START
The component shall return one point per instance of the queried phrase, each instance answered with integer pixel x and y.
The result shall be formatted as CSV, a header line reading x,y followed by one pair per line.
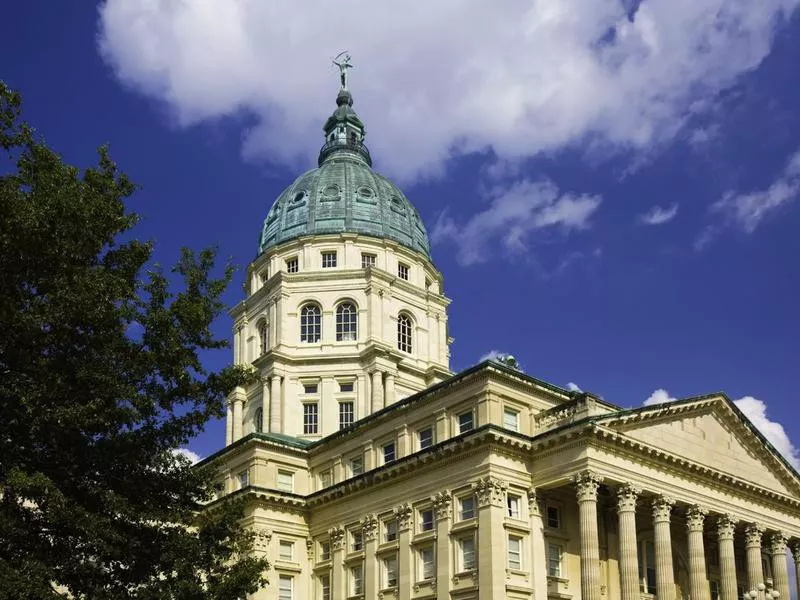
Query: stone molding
x,y
662,508
726,525
490,491
587,483
752,535
627,495
695,517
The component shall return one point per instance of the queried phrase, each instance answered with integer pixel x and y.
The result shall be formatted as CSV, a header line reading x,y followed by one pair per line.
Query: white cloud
x,y
660,396
658,215
748,210
514,212
437,79
756,411
192,456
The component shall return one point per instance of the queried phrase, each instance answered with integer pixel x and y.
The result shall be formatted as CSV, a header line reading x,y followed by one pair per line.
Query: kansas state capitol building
x,y
371,471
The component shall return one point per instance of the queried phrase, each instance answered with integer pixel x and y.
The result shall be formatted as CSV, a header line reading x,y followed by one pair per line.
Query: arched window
x,y
310,324
404,328
346,322
262,338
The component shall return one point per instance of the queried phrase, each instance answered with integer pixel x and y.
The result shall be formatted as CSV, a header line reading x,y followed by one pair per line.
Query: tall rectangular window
x,y
514,552
310,418
554,552
402,271
285,587
367,260
286,481
345,414
466,422
425,437
329,259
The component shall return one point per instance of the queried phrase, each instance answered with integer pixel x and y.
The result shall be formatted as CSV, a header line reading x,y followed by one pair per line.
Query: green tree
x,y
100,380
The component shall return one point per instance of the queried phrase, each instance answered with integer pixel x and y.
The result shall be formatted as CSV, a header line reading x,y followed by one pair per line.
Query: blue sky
x,y
611,188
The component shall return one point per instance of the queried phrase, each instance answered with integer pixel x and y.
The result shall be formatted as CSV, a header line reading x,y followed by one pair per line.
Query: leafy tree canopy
x,y
100,380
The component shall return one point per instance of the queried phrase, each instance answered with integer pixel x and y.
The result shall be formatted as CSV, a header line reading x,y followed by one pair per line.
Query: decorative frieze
x,y
490,491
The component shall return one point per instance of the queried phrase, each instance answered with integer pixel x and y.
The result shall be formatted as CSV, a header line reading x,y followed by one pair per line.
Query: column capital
x,y
627,495
777,543
695,517
369,525
337,537
726,525
443,505
752,535
490,491
587,483
662,508
403,513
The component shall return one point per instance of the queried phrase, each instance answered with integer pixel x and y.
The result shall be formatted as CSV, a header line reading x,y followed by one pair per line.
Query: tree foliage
x,y
100,380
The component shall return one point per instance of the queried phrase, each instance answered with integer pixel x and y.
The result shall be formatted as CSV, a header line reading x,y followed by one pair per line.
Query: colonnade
x,y
662,508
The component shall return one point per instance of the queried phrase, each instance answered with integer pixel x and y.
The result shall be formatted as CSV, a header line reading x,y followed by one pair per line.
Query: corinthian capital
x,y
627,495
587,483
695,517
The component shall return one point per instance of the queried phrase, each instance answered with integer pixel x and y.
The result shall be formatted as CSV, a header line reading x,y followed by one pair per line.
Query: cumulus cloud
x,y
658,215
660,396
190,455
756,411
517,77
749,209
514,212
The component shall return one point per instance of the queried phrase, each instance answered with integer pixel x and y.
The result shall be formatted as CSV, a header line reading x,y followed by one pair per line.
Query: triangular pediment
x,y
713,433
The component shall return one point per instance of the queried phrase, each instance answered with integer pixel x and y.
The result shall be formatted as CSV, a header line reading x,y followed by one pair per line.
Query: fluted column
x,y
443,508
628,559
377,391
275,405
727,559
698,579
587,483
755,573
538,548
665,573
780,571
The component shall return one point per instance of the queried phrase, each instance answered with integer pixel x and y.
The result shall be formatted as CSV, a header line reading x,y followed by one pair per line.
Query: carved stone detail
x,y
490,491
627,495
726,525
587,483
369,525
404,514
662,508
695,517
752,535
337,537
443,505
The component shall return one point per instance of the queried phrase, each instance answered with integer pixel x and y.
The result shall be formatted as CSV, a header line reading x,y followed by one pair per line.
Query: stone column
x,y
587,483
727,559
665,574
275,405
698,579
371,529
538,548
491,537
755,573
338,540
377,391
405,562
389,394
443,507
780,571
628,558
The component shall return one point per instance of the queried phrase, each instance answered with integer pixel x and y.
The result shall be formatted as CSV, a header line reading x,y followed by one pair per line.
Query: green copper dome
x,y
344,194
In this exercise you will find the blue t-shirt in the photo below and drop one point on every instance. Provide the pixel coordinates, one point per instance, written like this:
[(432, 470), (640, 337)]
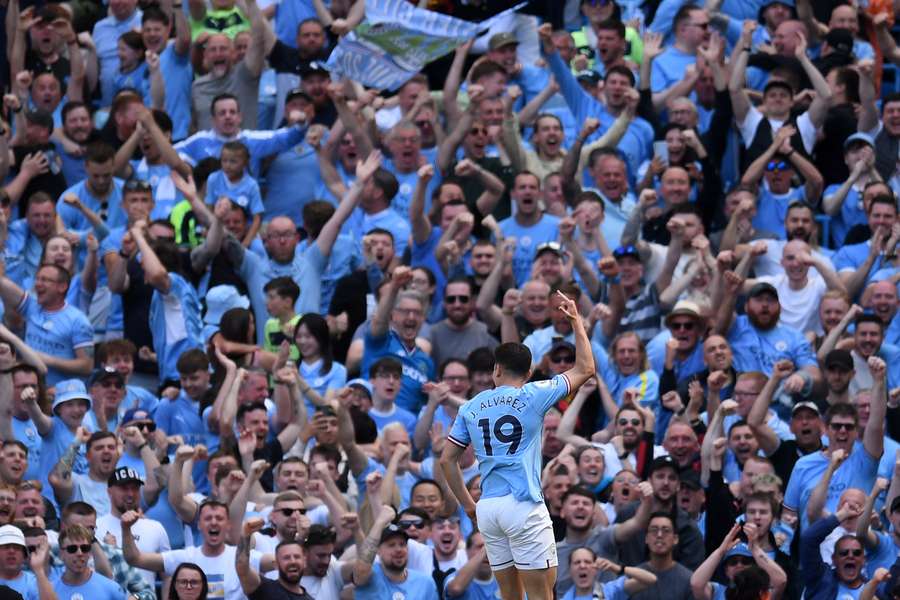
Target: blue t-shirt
[(245, 193), (97, 587), (757, 350), (859, 471), (528, 238), (417, 586), (57, 333), (418, 368), (175, 323), (504, 426)]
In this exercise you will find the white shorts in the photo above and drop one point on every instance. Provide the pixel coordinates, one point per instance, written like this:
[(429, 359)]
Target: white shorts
[(516, 533)]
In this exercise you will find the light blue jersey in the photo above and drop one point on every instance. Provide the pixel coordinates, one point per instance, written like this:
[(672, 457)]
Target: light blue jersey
[(504, 425)]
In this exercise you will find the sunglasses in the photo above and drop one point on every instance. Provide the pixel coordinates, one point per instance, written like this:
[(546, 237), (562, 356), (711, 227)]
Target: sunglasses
[(137, 184), (567, 358), (842, 426)]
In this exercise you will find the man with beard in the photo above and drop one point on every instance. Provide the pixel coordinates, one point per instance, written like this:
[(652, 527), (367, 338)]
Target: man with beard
[(805, 425), (90, 487), (460, 332), (673, 580), (393, 331), (153, 137), (290, 559), (664, 478), (32, 584), (100, 192), (846, 573), (124, 491), (868, 338), (855, 262), (324, 575), (214, 556), (377, 581), (225, 75), (78, 578), (226, 123), (758, 340), (582, 530), (858, 469)]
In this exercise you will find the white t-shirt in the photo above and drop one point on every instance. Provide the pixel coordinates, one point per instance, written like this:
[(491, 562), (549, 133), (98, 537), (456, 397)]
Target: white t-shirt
[(799, 308), (149, 535), (328, 587), (220, 570)]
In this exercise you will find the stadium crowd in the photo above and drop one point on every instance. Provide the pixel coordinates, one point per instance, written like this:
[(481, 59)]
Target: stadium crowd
[(245, 298)]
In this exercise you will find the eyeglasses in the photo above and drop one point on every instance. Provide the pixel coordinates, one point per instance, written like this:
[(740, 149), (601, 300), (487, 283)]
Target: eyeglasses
[(407, 524), (137, 184), (289, 511), (562, 358), (842, 426)]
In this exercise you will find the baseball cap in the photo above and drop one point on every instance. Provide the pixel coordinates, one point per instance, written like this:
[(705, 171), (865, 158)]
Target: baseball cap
[(859, 137), (101, 373), (392, 530), (219, 300), (124, 475), (70, 389), (297, 93), (10, 534), (839, 358), (740, 549), (684, 308), (663, 462), (810, 405), (498, 40), (623, 251), (762, 288), (361, 383), (553, 247)]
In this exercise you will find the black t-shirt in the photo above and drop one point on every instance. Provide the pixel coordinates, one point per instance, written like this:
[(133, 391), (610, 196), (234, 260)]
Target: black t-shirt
[(273, 590), (52, 182)]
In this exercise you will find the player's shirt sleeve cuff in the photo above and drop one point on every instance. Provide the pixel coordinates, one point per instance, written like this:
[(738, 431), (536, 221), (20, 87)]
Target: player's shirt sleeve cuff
[(453, 440)]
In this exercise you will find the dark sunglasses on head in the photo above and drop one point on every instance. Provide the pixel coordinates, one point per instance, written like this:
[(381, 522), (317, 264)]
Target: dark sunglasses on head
[(844, 426), (137, 184), (289, 511)]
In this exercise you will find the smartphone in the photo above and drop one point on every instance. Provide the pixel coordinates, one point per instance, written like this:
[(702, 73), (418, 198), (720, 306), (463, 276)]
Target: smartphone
[(661, 150)]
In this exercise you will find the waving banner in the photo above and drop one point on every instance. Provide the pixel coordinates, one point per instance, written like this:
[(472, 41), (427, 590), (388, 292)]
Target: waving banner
[(396, 40)]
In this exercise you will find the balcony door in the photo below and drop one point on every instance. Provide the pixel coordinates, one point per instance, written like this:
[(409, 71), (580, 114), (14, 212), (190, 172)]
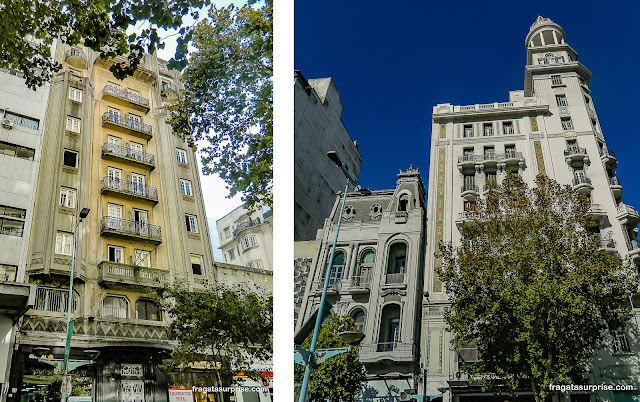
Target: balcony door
[(114, 220), (137, 184), (141, 222)]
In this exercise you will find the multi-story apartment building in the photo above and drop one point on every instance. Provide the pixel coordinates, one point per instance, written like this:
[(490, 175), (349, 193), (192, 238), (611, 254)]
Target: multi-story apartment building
[(318, 129), (376, 277), (108, 148), (246, 237), (22, 114), (550, 127)]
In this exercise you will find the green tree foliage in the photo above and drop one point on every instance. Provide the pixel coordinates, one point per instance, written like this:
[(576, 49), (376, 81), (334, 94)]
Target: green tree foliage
[(28, 28), (228, 99), (530, 287), (340, 377), (231, 326)]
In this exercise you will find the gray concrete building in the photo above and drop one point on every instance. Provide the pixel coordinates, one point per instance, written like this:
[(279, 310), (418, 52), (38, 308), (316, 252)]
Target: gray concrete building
[(550, 127), (318, 129), (23, 112), (376, 278)]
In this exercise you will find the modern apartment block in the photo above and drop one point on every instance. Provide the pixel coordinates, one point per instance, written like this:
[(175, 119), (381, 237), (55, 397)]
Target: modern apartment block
[(376, 277), (107, 147), (550, 127), (246, 237), (22, 114), (318, 129)]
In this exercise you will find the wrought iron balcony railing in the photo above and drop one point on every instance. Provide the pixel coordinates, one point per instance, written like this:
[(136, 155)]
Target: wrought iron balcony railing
[(127, 122), (128, 153), (129, 187), (129, 227), (125, 95)]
END
=== PROMPT ===
Rewrite the listing lines from the one containing "In this exercise you will find the baseball" through the one containing "Target: baseball cap", inclusive, replacing "drop" with "place" and keeping everything else unchanged.

=== EXERCISE RESULT ===
In this exercise you will find the baseball cap in the photo above and place one point on every instance. Provide the pixel coordinates, one point per instance, written like this:
[(705, 171), (865, 158)]
Target: baseball cap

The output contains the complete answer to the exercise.